## Given task A:
Please list every kind of visa named in the forum thread about where to marry.

## Excerpted passage:

....

# UKC not sure where to marry USC based on timeline



## ajstoneman (Jul 20, 2015)

Hi! Apologies if there has been another post like this but I really just wanted to see what people thought about our situation. My Fiancee and I really want to get married soon in the hope that I can eventually live to the US. We are unsure if it is best to get married here in the UK and then apply for a green card, or if it is best to get married in the US after applying for a K1 visa. We also thought about getting married whilst on a tourist visa but this seems risky. 

if anyone has any advice about this, or any idea timelines, that would be such a great help.

we are desperate to be together!


----------



## Crawford (Jan 23, 2011)

There is a 9 to 12 month wait to get a visa to reside permanently in the States whether you:

a) marry in the States, (no visa necessary and you can do this on the VWP progrma) the Brit flies home and then applies for the spouse visa. DO NOT attempt to adjust status if marrying on the visa waiver program as this could result in refusal and a ban.

....

## Source records:
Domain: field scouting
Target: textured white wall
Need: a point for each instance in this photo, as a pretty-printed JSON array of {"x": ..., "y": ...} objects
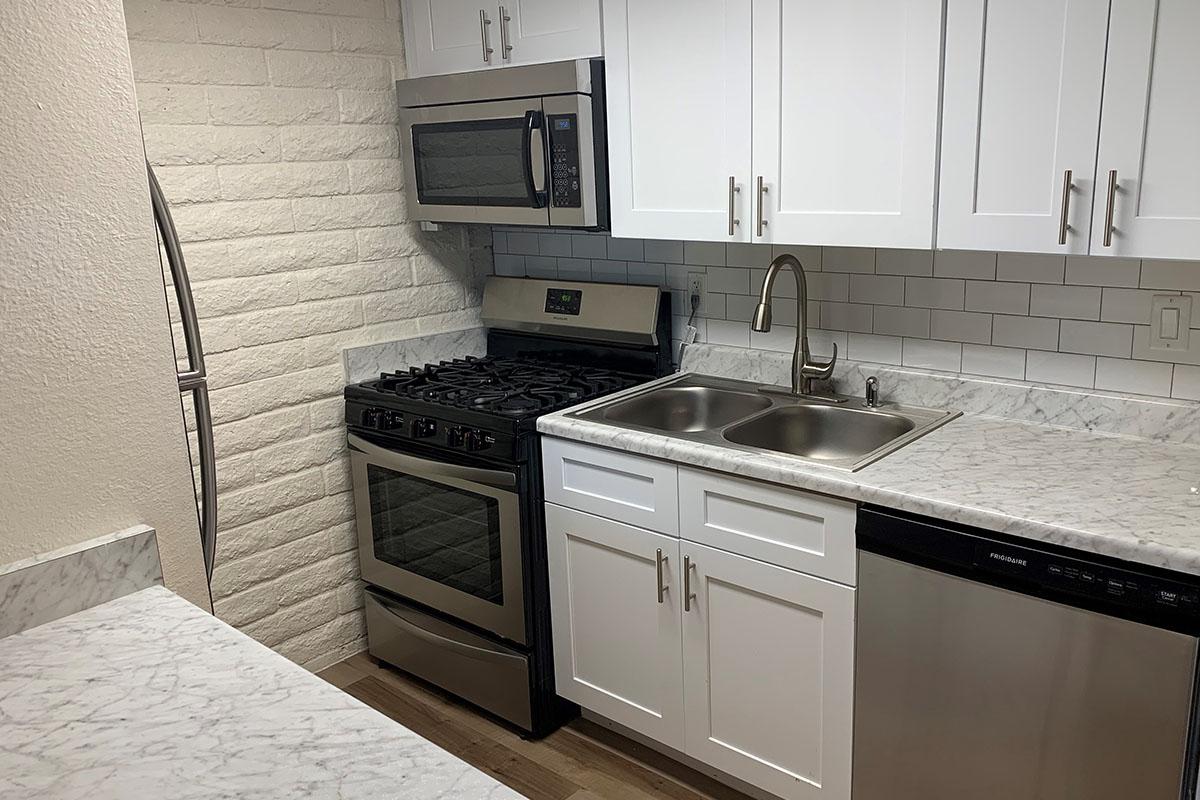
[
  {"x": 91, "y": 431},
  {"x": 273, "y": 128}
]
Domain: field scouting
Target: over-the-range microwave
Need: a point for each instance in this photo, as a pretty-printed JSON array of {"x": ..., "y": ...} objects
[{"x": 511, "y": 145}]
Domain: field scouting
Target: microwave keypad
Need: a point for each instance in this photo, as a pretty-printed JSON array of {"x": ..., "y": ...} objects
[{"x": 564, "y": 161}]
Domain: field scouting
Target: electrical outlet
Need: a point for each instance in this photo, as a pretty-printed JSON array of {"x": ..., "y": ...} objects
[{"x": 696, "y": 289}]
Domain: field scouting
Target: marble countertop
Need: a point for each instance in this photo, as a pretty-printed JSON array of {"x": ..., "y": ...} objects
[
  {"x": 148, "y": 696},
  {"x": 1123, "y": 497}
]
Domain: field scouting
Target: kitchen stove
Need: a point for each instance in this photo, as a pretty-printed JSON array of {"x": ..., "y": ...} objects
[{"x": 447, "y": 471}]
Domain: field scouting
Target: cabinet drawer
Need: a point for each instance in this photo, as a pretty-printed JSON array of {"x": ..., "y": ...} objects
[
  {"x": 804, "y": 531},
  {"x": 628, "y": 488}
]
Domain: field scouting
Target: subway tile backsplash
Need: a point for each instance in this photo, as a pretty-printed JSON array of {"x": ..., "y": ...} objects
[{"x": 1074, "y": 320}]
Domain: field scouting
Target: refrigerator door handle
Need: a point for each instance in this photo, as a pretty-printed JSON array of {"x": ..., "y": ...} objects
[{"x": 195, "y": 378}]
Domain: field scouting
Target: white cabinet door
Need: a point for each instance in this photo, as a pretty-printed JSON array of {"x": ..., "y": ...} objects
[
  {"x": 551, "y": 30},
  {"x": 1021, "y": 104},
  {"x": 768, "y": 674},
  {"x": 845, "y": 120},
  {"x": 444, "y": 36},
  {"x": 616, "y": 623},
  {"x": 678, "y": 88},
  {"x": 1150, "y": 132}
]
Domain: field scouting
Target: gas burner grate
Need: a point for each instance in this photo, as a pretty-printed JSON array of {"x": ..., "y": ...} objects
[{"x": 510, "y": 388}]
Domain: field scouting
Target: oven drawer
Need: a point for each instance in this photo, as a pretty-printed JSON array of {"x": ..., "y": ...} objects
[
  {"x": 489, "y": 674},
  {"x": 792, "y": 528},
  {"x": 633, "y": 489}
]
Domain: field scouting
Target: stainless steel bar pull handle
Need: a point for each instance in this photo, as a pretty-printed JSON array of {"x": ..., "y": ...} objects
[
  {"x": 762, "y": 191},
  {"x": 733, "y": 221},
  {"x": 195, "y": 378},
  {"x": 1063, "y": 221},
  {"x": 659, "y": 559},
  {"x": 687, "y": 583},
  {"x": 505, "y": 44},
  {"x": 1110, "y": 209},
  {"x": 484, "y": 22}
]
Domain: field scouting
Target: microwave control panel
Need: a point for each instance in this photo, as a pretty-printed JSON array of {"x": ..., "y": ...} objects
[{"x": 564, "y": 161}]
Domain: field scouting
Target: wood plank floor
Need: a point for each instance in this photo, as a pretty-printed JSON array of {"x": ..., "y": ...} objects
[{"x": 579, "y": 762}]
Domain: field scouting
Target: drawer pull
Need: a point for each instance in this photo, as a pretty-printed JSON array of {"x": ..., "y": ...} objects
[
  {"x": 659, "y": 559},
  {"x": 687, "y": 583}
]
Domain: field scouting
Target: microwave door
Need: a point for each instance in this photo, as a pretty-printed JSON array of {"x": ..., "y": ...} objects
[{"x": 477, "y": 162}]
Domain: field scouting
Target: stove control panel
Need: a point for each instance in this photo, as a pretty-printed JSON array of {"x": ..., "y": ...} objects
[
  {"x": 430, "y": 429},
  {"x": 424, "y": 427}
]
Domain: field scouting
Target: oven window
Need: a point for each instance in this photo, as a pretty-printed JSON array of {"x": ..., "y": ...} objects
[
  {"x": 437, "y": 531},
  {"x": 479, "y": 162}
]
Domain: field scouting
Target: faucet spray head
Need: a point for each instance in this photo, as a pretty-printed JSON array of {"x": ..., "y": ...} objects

....

## Given task B:
Gather each line of the listing that contains the string "control".

## Complete output A:
- K1 visa
- tourist visa
- spouse visa

## Complete output B:
Target: microwave control panel
Target: stove control panel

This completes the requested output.